EXTRACT =>
•••••
# Editing Black Light Photo's



## mamabearof2girls (Oct 14, 2010)

Hey I'm brand new and could use some editing advice.  I wanted to take some photos of my two girls for Halloween.  So just for fun the hubby and I took some black light photos.  I had to have a quick shutter speed which you are not supposed to do in black light photography but if i didn't then they would have been blurry.  Try to keep and 4 and 2 year old still so long when they are excited.  lol.  So I just wanted to know if anyone had any editing advice on black light photography?  Yes there is a lot of noise in the pictures but I didn't mind that as much to cut back on the blur.  Just any advice would be great.


----------



## Corvphotography (Oct 14, 2010)

post some pics. im curious to see em.


----------



## mamabearof2girls (Oct 14, 2010)

Ok just dont criticize me to bad. I'm proud I found out how to take any at all. lol






























I put the rose just because I love it and I was happy with how it turned out.


----------



## lordfly (Oct 14, 2010)

The only one that seems to have a subject is the rose. The others look ... well, I hate to use the loaded term snapshot, but... They don't seem to convey anything, I guess is what I'm trying to say.


----------



## LokiZ (Oct 14, 2010)

This would be a first for me.  What about upping the amount of black lights you use for the photos and then adding just a little regular light to help out with those items that are not going to glow.

Seems the black light golfing I have done in the past is not so dark that you trip but at the same time dark enough to make that which should glow... well glow.


----------
•••••
COLLECTED DATA =>

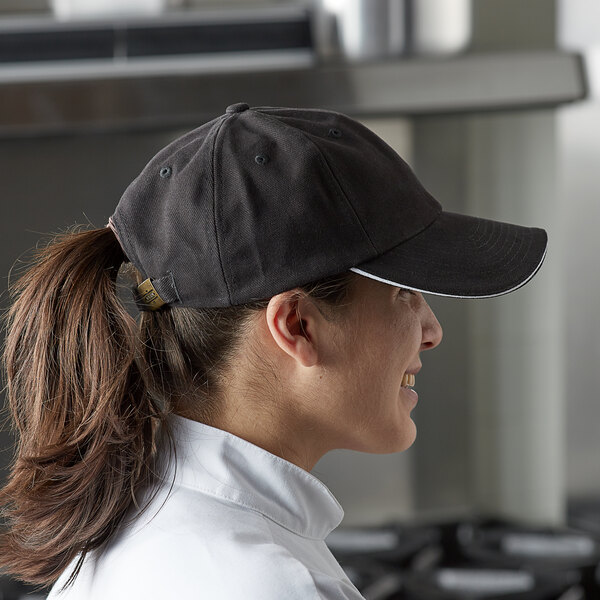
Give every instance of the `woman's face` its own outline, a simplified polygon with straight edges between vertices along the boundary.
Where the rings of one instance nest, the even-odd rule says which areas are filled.
[[[355,285],[326,357],[332,376],[326,404],[338,415],[333,434],[338,448],[400,452],[416,437],[410,413],[417,395],[402,387],[403,376],[417,373],[420,353],[440,343],[442,328],[419,292],[363,276]]]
•••••
GIVEN TASK 1 =>
In the thread on editing black light photos, why did the first poster choose a fast shutter speed?
GIVEN TASK 2 =>
List every username that posts in the thread on editing black light photos, naming each once.

FINAL RESULT 1 =>
With a slower shutter speed, the photos would have been blurry.

FINAL RESULT 2 =>
mamabearof2girls, Corvphotography, lordfly, LokiZ